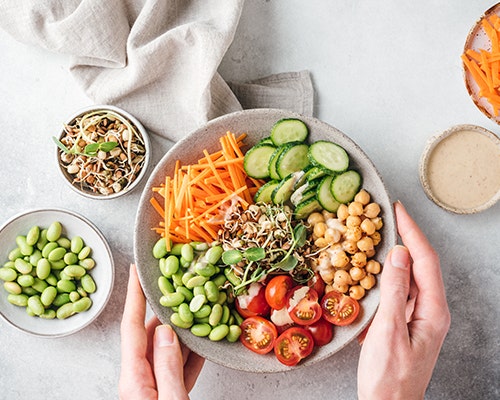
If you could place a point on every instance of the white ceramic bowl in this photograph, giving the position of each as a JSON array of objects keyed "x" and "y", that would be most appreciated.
[
  {"x": 257, "y": 124},
  {"x": 103, "y": 272},
  {"x": 124, "y": 115}
]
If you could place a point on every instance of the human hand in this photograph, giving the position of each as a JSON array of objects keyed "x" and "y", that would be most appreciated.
[
  {"x": 403, "y": 342},
  {"x": 154, "y": 364}
]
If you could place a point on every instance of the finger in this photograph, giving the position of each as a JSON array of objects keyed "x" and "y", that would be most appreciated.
[
  {"x": 168, "y": 364},
  {"x": 395, "y": 285},
  {"x": 426, "y": 270}
]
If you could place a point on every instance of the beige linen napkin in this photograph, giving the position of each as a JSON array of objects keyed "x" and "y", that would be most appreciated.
[{"x": 157, "y": 59}]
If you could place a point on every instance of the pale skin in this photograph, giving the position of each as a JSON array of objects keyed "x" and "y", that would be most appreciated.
[
  {"x": 154, "y": 364},
  {"x": 399, "y": 351}
]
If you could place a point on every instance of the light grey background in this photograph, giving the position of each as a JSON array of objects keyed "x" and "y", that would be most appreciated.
[{"x": 387, "y": 73}]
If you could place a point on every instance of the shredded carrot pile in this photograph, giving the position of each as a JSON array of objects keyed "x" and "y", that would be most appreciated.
[
  {"x": 484, "y": 65},
  {"x": 194, "y": 199}
]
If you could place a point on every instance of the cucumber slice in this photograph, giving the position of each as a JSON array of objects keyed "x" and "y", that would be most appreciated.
[
  {"x": 306, "y": 207},
  {"x": 293, "y": 158},
  {"x": 265, "y": 191},
  {"x": 325, "y": 196},
  {"x": 281, "y": 194},
  {"x": 273, "y": 173},
  {"x": 345, "y": 186},
  {"x": 256, "y": 162},
  {"x": 328, "y": 155},
  {"x": 289, "y": 130}
]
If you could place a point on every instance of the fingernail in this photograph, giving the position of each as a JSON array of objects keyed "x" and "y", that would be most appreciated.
[
  {"x": 400, "y": 257},
  {"x": 164, "y": 335}
]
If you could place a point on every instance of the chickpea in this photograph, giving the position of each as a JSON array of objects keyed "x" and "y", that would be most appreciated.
[
  {"x": 319, "y": 229},
  {"x": 373, "y": 267},
  {"x": 362, "y": 197},
  {"x": 342, "y": 277},
  {"x": 358, "y": 259},
  {"x": 368, "y": 281},
  {"x": 314, "y": 218},
  {"x": 332, "y": 235},
  {"x": 365, "y": 244},
  {"x": 355, "y": 208},
  {"x": 357, "y": 273},
  {"x": 352, "y": 221},
  {"x": 368, "y": 226},
  {"x": 353, "y": 234},
  {"x": 376, "y": 238},
  {"x": 357, "y": 292},
  {"x": 372, "y": 210},
  {"x": 342, "y": 212}
]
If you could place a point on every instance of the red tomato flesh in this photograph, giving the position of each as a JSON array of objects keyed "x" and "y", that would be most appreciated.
[
  {"x": 293, "y": 345},
  {"x": 277, "y": 290},
  {"x": 339, "y": 309},
  {"x": 303, "y": 306},
  {"x": 258, "y": 334}
]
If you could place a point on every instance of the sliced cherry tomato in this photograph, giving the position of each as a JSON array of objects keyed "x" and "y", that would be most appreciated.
[
  {"x": 318, "y": 284},
  {"x": 321, "y": 331},
  {"x": 277, "y": 290},
  {"x": 258, "y": 334},
  {"x": 293, "y": 345},
  {"x": 254, "y": 302},
  {"x": 303, "y": 306},
  {"x": 339, "y": 309}
]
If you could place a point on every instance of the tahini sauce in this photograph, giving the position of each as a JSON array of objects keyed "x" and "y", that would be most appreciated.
[{"x": 464, "y": 170}]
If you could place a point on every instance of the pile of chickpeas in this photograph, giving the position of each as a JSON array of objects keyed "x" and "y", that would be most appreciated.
[{"x": 347, "y": 241}]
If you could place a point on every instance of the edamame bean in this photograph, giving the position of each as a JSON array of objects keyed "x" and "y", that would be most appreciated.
[
  {"x": 88, "y": 283},
  {"x": 8, "y": 274},
  {"x": 36, "y": 305},
  {"x": 54, "y": 231},
  {"x": 76, "y": 244},
  {"x": 82, "y": 304},
  {"x": 65, "y": 311},
  {"x": 160, "y": 248},
  {"x": 172, "y": 299},
  {"x": 216, "y": 315},
  {"x": 48, "y": 295},
  {"x": 218, "y": 333},
  {"x": 201, "y": 330},
  {"x": 33, "y": 235},
  {"x": 234, "y": 333}
]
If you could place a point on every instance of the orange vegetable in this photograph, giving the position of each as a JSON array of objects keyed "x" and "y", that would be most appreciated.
[
  {"x": 194, "y": 199},
  {"x": 484, "y": 65}
]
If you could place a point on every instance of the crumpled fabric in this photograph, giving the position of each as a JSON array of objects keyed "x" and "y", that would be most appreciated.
[{"x": 157, "y": 59}]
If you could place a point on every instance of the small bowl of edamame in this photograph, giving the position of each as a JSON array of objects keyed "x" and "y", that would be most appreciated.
[
  {"x": 57, "y": 272},
  {"x": 103, "y": 152}
]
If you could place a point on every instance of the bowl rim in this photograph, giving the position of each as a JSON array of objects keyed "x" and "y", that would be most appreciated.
[
  {"x": 431, "y": 144},
  {"x": 147, "y": 144},
  {"x": 106, "y": 245}
]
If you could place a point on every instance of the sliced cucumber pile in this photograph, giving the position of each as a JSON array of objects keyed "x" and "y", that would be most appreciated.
[{"x": 309, "y": 177}]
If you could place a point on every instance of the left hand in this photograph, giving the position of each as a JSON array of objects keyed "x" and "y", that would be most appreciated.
[{"x": 154, "y": 364}]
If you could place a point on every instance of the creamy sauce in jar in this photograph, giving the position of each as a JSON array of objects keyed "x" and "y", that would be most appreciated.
[{"x": 463, "y": 170}]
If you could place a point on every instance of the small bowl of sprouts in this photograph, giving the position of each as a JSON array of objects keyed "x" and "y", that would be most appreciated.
[{"x": 103, "y": 152}]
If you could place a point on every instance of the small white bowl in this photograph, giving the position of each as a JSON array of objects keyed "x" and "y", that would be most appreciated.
[
  {"x": 103, "y": 272},
  {"x": 125, "y": 116},
  {"x": 460, "y": 169}
]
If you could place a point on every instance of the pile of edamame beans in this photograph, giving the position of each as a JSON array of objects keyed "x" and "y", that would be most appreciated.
[
  {"x": 48, "y": 273},
  {"x": 192, "y": 284}
]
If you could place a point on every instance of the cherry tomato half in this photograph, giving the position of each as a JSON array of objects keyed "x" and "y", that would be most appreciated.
[
  {"x": 277, "y": 290},
  {"x": 321, "y": 331},
  {"x": 258, "y": 334},
  {"x": 293, "y": 345},
  {"x": 254, "y": 303},
  {"x": 303, "y": 306},
  {"x": 339, "y": 309}
]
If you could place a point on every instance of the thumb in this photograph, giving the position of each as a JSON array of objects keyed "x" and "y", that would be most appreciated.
[
  {"x": 395, "y": 284},
  {"x": 168, "y": 364}
]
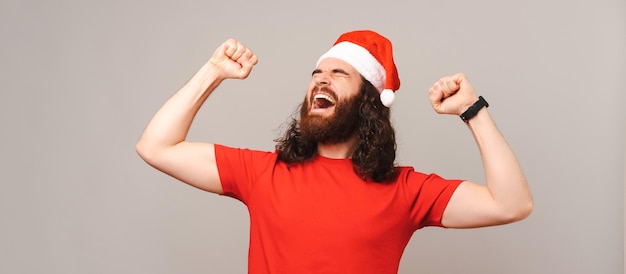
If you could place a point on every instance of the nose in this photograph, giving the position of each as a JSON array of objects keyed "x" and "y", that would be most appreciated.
[{"x": 321, "y": 79}]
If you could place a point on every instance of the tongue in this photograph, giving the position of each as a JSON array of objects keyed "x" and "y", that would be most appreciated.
[{"x": 323, "y": 103}]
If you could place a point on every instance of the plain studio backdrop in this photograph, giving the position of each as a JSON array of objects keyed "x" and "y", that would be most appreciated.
[{"x": 81, "y": 79}]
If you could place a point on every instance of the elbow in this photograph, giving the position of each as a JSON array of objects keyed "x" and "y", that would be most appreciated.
[{"x": 521, "y": 212}]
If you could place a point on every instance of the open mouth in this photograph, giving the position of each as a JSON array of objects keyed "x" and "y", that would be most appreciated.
[{"x": 323, "y": 101}]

#####

WORK TO DO: Take the line that contains "of the nose" and each line after it down to the last of the records, and retype them exactly; add nothing else.

REPLY TO THE TASK:
If you could place a point on every instance of the nose in this photograph, giving the position of each as a JSON array of objects keyed "x" and "y", that would be most appreciated.
[{"x": 321, "y": 79}]
If you could place a point on every instance of the tongue in this photograph, giving the position of each as a JSON array of objects keyed "x" and "y", that would be most appreciated.
[{"x": 323, "y": 103}]
If you could place a point on every instance of the plain studio backdrop in this photograph, giving the position of each as a JSON array of objects keyed "x" and "y", that would be most appreciated.
[{"x": 81, "y": 79}]
If you could place a point on every instance of the elbow in this photograph, giving the position of each as a JSON array of objects keyed "x" and "y", that would be most appreciated.
[{"x": 521, "y": 212}]
If you could place a point on every instance of the open mouth in this photograph, giving the position of each as a JSON array of objects keyed "x" and "y", that would be most appreciated.
[{"x": 323, "y": 101}]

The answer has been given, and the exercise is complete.